— begin Passage to read —

KT: I think I always wanted to write. I just didn’t know how that would play. Growing up, I was always a newspaper reader, and I never thought about that. Everybody was a newspaper reader in my era so that naturally came to me. When I went to college, I felt everybody would want to be a sports writer in journalism. I couldn’t imagine a better job in the world. I thought I wouldn’t have a chance to be a sports writer, but I went to my college newspaper and volunteered to write some sports. 

That was probably the most exciting thing I could do at that point in my life. So I think we are always looking just to be able to do something we know about and feel we do well. And certainly, in sports, I knew that back and forth.  

MT: It transmits that we are reading from a huge sports fan. Now, I wanted to ask you about your columns. You often write about your family, your wife, and your son. 

Your pieces moved me, “9/11 is Now Personal” and “Yes, We are Living our Lives Again,”  because they showed how knowing someone who died that day changed the face of the tragedy for you. How does knowing someone who is part of the community where you live or someone you know personally influences you when writing about these subjects?

KT: I’ve found over the years in journalism that journalists are thought to be impersonal. Many fellow journalists are very uncomfortable being personal about their thoughts and beliefs. These days, many people have become very uncomfortable with that because they look at it as showing a bias or something like that. When you are an editor in a smaller town and reveal a little about yourself, your family, and what you’re going through, people relate to that. They understand what you are going through.

Many people in my part of the world knew people they lost in 9/11; we are only a three-hour drive from New York City. So when I learned, I knew someone who died, that certainly changed the loss.

I think I got more responses and feedback in my columns about my family than in any other type of writing I did. We all have kids. We all have wives. We all go through those challenges, and we can relate to them. When you are relating to your readers…you know… that’s what we all hope we can do.

— end Passage to read —

• _Set problem A_:
Count the lines of the records that contain the string "crowd". Give only the number.
The text and the records have nothing to do with each other.

— begin Available data —

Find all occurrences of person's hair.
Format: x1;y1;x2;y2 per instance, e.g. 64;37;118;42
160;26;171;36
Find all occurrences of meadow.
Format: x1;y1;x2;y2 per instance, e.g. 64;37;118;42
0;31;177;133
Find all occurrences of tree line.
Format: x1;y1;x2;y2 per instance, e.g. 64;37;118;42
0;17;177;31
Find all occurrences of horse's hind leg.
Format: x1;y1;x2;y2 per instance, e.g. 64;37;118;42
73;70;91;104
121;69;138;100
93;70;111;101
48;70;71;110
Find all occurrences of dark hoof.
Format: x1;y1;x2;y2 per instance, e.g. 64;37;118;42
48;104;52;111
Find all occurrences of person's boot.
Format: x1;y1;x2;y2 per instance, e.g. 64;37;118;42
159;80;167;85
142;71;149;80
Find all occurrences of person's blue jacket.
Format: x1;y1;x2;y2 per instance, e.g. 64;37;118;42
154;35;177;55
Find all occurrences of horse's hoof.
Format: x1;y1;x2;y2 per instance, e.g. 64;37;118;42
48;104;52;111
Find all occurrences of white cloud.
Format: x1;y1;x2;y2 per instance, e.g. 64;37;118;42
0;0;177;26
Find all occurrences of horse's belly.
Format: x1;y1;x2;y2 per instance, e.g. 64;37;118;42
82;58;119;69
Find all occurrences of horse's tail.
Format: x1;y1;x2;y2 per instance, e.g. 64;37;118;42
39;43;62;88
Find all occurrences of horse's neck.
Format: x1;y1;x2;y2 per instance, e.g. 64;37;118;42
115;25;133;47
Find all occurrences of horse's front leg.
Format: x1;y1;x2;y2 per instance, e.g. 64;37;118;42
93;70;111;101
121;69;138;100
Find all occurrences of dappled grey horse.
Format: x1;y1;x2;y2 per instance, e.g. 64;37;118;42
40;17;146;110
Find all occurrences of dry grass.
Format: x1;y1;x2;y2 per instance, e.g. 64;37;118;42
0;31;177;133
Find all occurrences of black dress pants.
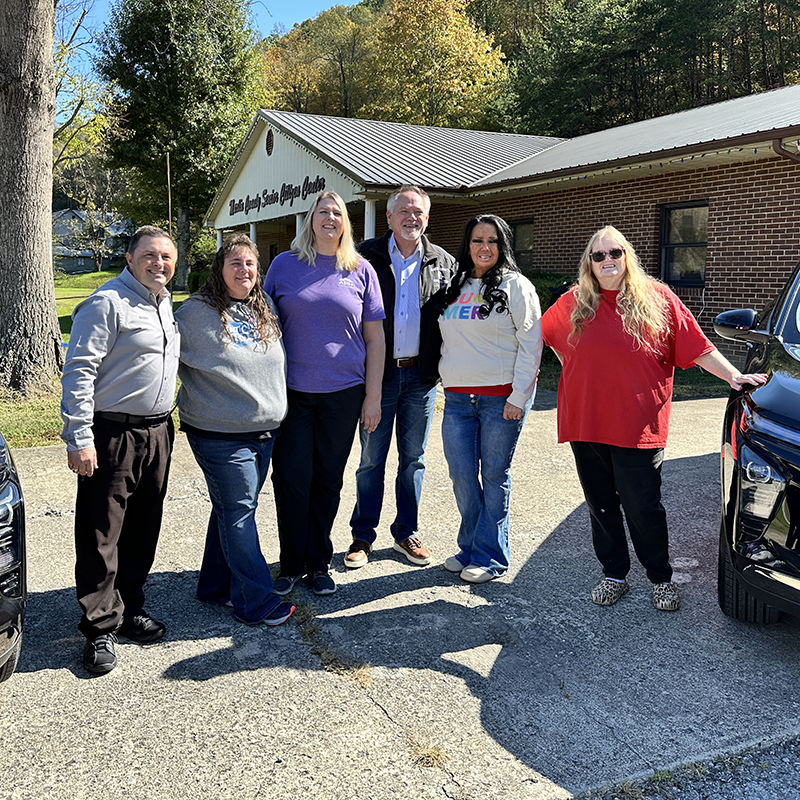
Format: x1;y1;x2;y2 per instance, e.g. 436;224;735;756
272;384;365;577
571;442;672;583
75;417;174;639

— end Available data —
— begin Available data —

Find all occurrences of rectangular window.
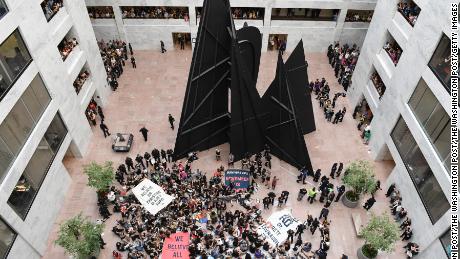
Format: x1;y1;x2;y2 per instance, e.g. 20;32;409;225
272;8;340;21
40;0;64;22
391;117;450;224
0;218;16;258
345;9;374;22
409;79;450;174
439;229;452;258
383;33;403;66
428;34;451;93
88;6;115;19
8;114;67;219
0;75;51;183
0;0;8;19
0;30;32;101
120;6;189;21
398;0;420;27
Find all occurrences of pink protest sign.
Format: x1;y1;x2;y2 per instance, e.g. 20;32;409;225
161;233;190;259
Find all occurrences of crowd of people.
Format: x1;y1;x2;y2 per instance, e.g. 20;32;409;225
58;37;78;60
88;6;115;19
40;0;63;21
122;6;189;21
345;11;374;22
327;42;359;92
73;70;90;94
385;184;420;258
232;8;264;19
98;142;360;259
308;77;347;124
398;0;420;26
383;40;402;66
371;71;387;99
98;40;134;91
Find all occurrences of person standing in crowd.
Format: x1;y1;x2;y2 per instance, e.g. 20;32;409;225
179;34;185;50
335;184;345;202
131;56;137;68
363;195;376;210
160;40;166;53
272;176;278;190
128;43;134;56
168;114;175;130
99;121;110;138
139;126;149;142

— end Available data —
— begin Available data —

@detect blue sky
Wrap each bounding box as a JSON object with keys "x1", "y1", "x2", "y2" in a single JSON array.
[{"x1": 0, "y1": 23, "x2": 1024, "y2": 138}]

— end Available data —

• _Set problem B_:
In the interview, MT says KT often writes about certain subjects in the columns. List them.

• _Correct response A_:
2

• _Correct response B_:
- family
- wife
- son